- [ЗАДАНИЯ]:
1. Ответьте на вопросы по отрывку об атлантизме:
(a) На какую долю снизился на Западе средний расход энергоресурсов на единицу продукции после нефтяного эмбарго?
(b) Кого, по словам автора, Жан Фурастье опередил на десятилетие?
(c) В какой отрасли производительность труда растёт максимально быстро?
2. Переведите на английский язык предложение из отрывка об атлантизме: «Сравнительно недавний пример — реакция западной промышленной системы на нефтяное эмбарго арабских стран после 1973 года».
3. Продолжите отрывок об атлантизме, начиная сразу после его последнего предложения.

Не установив господства над Евразией, нельзя осуществить глобального перераспределения ресурсов в свою пользу — вот аксиома нового стратегического мышления атлантизма.
Нельзя сказать, что подобная стратегия была изначально заложена в атлантическом мышлении в виде какого-то генетического кода. О «генетической» предрасположенности к этому у родившегося после ренессансного переворота европейского "нового человека" говорить можно, что доказывает эпоха колониальных захватов, начавшихся в ХХ веке. Но между «предрасположенностью» и «характером» лежит период «воспитания», характеризующийся сложным взаимодействием субъекта со средой. Запад мог пойти по трудному пути дальнейших «фаустовских» преобразований своих производительных сил, связанных с эффективными возможностями «физической» экономики. Сравнительно недавний пример — реакция западной промышленной системы на нефтяное эмбарго арабских стран после 1973 года. В результате средний расход энергоресурсов на единицу продукции на Западе снизился в течение нескольких лет почти на треть. Следовательно, Запад может преобразовываться интенсивно, когда у него нет возможности для прямых экстенсивных империалистических «расширений».
Жан Фурастье — один из самых видных и проницательных теоретиков модернизации во Франции, автор теории "третичной цивилизации" (постиндустриального общества), на десятилетие опередивший в этом Д. Белла, еще в начале 60-х предвидел будущие трудности западного индустриального общества. Исходя из нормальной модели рынка, соотношение цен товаров должно меняться таким образом, что возрастает относительная стоимость товаров тех отраслей, в которые технический прогресс проникает медленнее, а относительно обесценивается продукция тех отраслей, где имеет место максимальный рост производительности. Максимально быстро растет производительность труда в промышленности, медленнее — в сельском хозяйстве, еще медленнее — в сфере услуг. Следовательно, цены на продукцию сельского хозяйства должны расти быстрее цен на промышленную продукцию, а еще быстрее будут расти цены на услуги. И наконец, есть товары особого рода, в которых рост производительности практически нулевой. Это — те дефицитные продукты природы, которым нет полноценных искусственных заменителей. Сюда относится большинство видов натурального сырья и энергоносители.

- [ЗАПИСАННЫЕ ДАННЫЕ]:

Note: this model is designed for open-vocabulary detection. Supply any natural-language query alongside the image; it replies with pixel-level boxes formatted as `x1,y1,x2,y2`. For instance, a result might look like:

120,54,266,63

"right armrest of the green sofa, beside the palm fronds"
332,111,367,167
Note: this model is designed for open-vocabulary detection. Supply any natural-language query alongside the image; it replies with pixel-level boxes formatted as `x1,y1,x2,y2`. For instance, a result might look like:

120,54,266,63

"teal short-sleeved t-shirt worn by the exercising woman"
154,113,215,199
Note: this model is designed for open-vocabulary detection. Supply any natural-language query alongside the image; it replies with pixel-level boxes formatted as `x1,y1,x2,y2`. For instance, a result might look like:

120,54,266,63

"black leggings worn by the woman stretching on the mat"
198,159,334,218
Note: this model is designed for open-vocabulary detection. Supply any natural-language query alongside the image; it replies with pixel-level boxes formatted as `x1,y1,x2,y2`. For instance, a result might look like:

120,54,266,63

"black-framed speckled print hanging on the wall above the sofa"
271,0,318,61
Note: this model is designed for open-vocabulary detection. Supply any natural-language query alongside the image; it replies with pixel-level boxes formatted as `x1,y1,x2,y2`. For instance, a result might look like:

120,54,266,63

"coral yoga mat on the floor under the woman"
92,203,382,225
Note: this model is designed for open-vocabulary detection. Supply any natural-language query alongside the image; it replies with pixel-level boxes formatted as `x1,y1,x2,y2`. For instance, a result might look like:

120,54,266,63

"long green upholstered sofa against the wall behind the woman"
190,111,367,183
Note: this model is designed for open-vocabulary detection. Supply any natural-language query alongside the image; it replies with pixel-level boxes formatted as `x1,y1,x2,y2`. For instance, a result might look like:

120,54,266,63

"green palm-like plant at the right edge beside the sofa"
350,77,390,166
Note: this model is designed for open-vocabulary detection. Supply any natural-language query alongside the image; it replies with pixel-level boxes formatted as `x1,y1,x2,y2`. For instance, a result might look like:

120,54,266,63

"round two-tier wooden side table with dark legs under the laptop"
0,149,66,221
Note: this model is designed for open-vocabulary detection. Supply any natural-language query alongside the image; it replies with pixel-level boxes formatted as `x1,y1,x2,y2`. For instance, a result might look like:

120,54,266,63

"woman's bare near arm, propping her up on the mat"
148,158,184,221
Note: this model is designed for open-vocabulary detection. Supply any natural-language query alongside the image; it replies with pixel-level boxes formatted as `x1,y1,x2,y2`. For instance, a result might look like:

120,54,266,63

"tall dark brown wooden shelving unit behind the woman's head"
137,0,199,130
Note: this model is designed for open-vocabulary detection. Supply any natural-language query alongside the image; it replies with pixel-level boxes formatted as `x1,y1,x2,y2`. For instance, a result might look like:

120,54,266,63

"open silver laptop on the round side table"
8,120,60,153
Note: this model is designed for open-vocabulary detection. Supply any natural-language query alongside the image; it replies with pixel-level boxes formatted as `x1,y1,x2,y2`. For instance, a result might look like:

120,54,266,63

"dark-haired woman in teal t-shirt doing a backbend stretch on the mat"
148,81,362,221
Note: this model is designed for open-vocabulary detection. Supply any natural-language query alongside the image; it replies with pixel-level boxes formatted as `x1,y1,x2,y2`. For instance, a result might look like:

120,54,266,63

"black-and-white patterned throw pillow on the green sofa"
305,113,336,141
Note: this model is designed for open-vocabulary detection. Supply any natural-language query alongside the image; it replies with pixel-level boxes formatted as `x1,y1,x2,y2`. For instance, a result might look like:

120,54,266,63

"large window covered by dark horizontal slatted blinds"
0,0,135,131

- [ОТВЕТЫ К ЗАДАНИЯМ]:
1.
(a) Почти на треть, в течение нескольких лет.
(b) Д. Белла.
(c) В промышленности.

2. A relatively recent example is the response of the Western industrial system to the oil embargo imposed by the Arab countries after 1973.

3.
Картина, рисуемая в этой связи французским экономистом и социологом, выглядит парадоксальной. Поскольку в развитых странах мира, где колоссально растет спрос на услуги (их доля в структуре потребления достигает двух третей), имеет место перелив самодеятельного населения в "троичный сектор", где производительность труда растет медленнее всего, то эти страны становятся зоной экономической стагнации. Напротив, страны, приступившие к промышленному росту ("вторичная экономика"), экономически развиваются быстрее: здесь каждый экономический агент, переходящий из аграрного сектора в промышленный, воплощает того самого "фаустовского человека", который в свое время создал "феномен Запада".
Но наибольший парадокс должен иметь место в распределении мировых доходов. Промышленно неразвитые страны, имеющие богатую природную ресурсную базу, должны стать получателями самых больших доходов: они выступают поставщиками такого товара, спрос на который непрерывно растет, а предложение не может быть произвольно увеличено посредством серийного производства — здесь производителем выступает сама природа, затратившая на соответствующую «продукцию» миллионы лет своей геологической эволюции.
Поэтому доля стран — поставщиков природного сырья и энергоносителей в росте мировой добавленной стоимости становится самой высокой. Их доходы должны расти быстрее доходов стран, воплощающих экономику "вторичного сектора", и тем более стран с преобладанием экономики "третичного сектора", ныне относимых к "первому миру". В результате Фурастье ожидал нового сбалансирования мира — выравнивания доходов богатых и бедных стран, общего замедления темпов прогресса, иссякающего в "третичном секторе", и экономической стабилизации планеты.[9]
Разумеется, такая перспектива была вызовом западному фаустовскому человеку сразу по нескольким параметрам. Оказывается задетой та картина мира, которой он обязан своей замечательной самоуверенностью: процесс преобразований скорее конечен, чем бесконечен. Ставится под вопрос статус западного человека как господствующего планетарного типа, диктующего свою волю и правила игры всем остальным. Наконец, предполагается возврат цивилизации из неравновесного состояния, олицетворяемого прогрессом и Западом как носителем последнего, к состоянию, напоминающему традиционный архетип, в котором само различие Запада и не-Запада не просматривается.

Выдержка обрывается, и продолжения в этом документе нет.